**** Records for processing

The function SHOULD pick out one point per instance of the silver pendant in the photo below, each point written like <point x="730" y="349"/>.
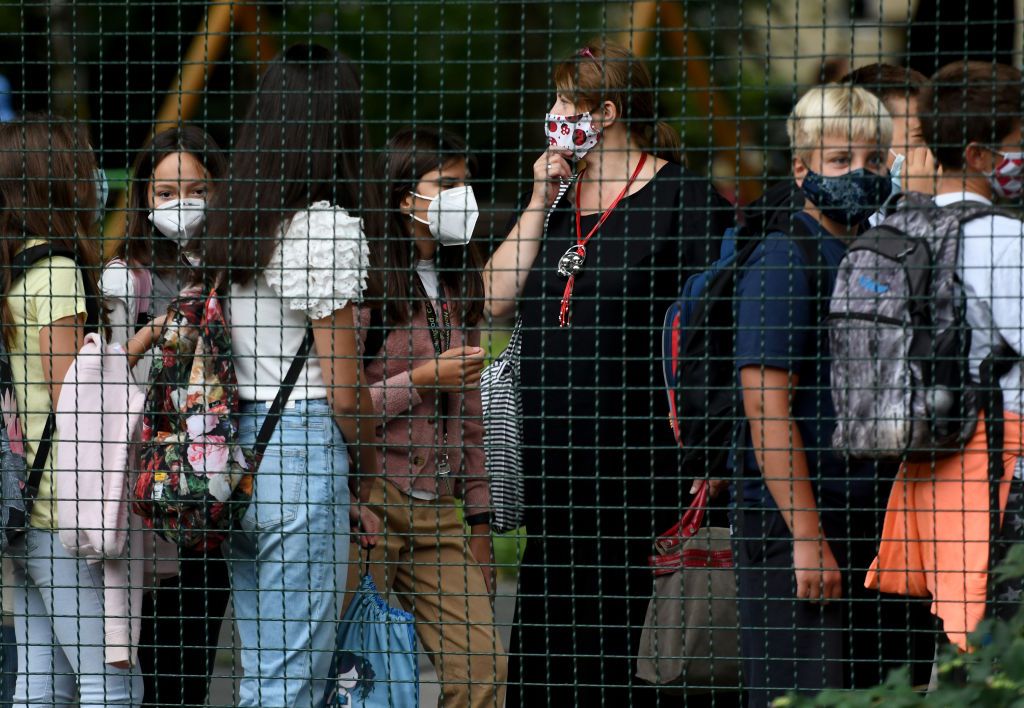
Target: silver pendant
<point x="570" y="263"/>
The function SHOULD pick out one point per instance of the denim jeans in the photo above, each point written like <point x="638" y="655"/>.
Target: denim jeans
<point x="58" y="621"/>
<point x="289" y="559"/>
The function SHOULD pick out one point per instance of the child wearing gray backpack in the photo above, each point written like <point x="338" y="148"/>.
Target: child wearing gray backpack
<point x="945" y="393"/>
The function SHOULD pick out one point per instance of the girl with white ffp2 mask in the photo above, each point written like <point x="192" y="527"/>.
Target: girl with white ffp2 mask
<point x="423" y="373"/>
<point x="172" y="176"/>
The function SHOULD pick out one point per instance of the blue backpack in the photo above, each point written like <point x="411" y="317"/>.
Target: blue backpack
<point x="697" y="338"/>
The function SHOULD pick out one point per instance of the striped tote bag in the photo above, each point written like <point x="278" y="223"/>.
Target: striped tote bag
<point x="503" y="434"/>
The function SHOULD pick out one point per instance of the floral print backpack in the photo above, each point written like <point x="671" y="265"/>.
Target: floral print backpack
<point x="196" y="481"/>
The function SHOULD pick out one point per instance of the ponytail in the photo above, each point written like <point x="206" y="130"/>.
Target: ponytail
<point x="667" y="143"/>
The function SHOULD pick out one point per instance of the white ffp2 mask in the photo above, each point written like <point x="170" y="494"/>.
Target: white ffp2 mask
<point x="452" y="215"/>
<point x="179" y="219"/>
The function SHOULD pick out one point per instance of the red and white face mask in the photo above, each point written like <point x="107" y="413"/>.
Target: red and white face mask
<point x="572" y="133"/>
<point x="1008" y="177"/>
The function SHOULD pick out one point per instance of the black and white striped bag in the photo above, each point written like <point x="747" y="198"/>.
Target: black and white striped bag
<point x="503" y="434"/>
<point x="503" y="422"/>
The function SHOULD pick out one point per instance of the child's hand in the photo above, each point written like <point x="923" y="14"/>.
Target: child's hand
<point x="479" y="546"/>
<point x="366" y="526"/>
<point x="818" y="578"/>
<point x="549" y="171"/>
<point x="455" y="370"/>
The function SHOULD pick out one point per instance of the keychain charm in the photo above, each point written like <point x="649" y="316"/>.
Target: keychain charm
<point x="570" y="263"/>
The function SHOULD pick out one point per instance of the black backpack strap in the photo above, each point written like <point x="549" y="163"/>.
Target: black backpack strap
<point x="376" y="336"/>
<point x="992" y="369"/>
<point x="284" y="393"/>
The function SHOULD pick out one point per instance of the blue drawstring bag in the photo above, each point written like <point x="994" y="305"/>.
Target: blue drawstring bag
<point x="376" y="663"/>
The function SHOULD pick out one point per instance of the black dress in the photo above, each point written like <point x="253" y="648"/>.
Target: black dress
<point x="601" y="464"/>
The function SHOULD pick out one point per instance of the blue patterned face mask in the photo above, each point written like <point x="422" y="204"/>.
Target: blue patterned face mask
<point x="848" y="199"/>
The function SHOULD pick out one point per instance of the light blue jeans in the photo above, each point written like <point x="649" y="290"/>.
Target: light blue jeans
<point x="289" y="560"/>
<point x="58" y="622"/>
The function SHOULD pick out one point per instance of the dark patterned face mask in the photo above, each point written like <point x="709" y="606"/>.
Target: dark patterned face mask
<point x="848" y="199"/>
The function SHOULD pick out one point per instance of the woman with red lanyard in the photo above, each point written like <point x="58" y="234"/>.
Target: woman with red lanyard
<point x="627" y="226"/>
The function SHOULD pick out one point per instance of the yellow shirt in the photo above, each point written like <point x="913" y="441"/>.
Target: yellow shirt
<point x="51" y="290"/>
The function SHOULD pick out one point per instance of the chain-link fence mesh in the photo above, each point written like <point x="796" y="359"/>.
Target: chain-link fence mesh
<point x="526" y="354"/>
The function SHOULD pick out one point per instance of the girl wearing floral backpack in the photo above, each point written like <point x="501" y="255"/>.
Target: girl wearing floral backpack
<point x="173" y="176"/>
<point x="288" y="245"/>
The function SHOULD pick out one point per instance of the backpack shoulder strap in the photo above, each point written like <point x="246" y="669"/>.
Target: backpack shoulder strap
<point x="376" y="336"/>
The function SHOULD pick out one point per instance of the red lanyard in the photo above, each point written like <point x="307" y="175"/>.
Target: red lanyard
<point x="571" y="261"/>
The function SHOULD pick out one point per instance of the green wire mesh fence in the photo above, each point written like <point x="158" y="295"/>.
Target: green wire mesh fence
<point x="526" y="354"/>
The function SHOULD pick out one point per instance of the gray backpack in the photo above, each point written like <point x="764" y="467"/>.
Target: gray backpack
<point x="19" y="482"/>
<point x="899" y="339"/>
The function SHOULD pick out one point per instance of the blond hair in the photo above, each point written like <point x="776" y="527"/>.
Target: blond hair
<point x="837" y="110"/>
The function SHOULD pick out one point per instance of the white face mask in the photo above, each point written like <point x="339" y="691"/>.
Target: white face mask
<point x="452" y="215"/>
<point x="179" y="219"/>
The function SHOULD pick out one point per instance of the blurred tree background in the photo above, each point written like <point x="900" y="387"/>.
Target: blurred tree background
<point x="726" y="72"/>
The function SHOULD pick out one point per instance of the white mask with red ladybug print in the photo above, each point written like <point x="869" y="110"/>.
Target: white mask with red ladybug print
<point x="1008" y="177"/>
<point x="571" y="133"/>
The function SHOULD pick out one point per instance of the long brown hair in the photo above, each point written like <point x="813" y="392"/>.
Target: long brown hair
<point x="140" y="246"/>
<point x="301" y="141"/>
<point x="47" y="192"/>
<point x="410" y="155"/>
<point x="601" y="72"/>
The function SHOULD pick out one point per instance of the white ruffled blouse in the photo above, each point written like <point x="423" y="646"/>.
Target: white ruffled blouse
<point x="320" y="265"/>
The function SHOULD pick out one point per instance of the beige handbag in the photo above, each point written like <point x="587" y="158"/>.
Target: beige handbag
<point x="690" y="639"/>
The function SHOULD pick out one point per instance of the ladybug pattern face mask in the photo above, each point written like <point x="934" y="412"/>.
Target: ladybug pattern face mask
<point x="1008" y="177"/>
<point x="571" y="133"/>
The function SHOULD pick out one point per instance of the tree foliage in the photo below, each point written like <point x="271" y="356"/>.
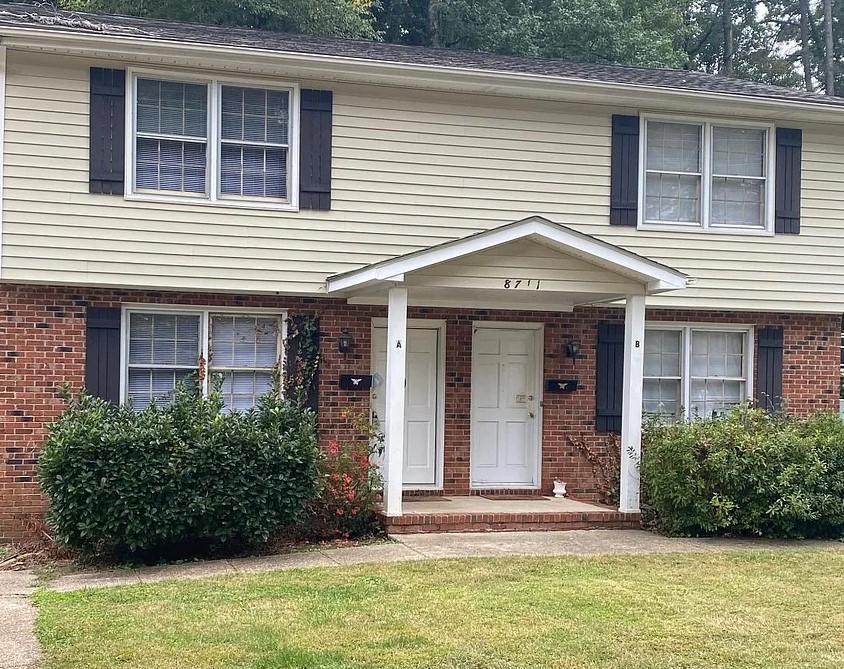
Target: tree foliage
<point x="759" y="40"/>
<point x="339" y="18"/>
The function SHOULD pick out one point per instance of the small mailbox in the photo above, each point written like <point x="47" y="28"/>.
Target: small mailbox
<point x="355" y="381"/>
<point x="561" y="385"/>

********

■ **Problem requirements**
Reproduce exactly, and only, the lines from the one containing "of the beige" through the last line of the records above, both included, leaving out any pictures.

■ **Exercise output**
The function SHOULD pick out one point per instance of the beige handbag in the photo above, each point written like <point x="587" y="158"/>.
Target: beige handbag
<point x="690" y="639"/>
The function SHOULD pick out one point per instance of the ladybug pattern face mask in the photo above, each point written like <point x="934" y="412"/>.
Target: ladybug pattern face mask
<point x="1008" y="177"/>
<point x="571" y="133"/>
The function SHOULD pick out one point per instance of the tree foliage in the photo below, each point written like <point x="271" y="356"/>.
Target: tree foliage
<point x="759" y="40"/>
<point x="339" y="18"/>
The function SHOULD pick out one point per instance of the small mailbox in the photo above, each point written like <point x="47" y="28"/>.
Target: small mailbox
<point x="355" y="381"/>
<point x="561" y="385"/>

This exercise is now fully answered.